Take every line containing "post" out of the records.

------ Recorded data ------

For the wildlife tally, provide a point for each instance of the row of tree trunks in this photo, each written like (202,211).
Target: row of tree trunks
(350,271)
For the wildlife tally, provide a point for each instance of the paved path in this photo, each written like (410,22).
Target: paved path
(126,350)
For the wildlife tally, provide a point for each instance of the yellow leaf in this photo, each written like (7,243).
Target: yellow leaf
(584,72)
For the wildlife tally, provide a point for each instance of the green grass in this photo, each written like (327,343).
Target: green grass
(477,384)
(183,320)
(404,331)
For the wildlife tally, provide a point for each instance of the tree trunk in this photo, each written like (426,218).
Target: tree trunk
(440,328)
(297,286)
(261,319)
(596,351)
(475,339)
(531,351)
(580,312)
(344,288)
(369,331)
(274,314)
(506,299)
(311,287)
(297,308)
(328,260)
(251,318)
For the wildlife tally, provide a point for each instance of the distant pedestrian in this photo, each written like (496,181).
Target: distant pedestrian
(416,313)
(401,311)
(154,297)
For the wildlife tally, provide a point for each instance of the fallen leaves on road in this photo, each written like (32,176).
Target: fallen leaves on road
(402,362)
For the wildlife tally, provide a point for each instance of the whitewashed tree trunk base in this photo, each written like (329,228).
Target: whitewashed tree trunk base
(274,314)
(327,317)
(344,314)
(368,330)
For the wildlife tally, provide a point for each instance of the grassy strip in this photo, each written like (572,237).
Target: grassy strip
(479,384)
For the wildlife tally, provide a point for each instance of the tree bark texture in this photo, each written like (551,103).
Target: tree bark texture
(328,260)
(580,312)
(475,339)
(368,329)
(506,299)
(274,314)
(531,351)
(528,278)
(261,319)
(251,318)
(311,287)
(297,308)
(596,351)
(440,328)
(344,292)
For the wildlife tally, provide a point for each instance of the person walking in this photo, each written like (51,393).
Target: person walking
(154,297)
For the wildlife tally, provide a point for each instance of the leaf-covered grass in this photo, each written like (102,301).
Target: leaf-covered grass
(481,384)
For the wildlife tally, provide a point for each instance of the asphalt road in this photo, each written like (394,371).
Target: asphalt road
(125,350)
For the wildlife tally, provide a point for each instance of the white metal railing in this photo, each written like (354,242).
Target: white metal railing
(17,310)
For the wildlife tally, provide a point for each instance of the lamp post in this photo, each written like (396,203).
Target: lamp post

------
------ Recorded data ------

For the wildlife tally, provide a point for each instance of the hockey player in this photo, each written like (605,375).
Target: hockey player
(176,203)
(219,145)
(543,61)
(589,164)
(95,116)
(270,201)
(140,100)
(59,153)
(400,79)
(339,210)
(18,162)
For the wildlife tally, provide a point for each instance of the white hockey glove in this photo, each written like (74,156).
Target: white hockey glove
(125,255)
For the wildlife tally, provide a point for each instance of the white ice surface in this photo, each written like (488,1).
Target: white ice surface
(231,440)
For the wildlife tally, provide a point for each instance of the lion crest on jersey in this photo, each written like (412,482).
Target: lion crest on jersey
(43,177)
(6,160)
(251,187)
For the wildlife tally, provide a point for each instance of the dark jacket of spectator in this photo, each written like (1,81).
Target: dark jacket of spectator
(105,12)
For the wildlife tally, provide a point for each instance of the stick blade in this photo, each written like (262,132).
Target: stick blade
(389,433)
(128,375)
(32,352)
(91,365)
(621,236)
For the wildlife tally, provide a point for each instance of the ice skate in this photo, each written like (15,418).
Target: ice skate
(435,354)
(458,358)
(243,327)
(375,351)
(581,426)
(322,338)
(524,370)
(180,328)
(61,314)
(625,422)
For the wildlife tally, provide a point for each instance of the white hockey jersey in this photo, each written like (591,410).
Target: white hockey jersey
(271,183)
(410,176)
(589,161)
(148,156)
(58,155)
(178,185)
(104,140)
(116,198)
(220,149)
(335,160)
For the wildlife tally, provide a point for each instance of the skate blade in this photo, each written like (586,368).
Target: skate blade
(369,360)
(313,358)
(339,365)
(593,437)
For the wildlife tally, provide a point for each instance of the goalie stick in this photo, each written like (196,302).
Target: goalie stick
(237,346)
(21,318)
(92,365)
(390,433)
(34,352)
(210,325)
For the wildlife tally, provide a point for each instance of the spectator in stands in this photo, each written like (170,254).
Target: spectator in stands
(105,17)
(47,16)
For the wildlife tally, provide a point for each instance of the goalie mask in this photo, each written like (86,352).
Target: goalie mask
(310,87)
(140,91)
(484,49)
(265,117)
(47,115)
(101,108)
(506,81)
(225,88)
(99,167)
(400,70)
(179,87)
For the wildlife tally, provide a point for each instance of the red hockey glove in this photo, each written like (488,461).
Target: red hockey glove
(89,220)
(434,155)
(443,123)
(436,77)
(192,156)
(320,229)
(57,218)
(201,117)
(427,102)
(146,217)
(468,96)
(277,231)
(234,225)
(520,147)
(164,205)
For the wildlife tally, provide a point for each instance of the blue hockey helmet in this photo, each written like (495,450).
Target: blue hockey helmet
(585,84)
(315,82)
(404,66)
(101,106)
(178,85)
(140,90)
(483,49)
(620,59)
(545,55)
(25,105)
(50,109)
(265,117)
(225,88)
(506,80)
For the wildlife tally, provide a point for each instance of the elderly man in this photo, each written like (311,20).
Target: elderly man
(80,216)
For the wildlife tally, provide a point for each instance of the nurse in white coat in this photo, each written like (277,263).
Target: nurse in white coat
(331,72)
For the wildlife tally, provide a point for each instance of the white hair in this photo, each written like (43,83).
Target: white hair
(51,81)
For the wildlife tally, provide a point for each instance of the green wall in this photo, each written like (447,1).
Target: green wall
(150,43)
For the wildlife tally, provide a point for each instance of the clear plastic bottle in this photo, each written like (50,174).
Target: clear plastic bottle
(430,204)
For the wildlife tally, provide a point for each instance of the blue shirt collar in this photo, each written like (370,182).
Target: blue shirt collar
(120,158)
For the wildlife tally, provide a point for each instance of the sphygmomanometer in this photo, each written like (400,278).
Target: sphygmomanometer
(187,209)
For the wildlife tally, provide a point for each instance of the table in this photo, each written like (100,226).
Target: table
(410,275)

------

> _Response area_:
For the wildlife tally, provide a point for each instance of the lamp post in this photo, each written like (396,203).
Target: lamp post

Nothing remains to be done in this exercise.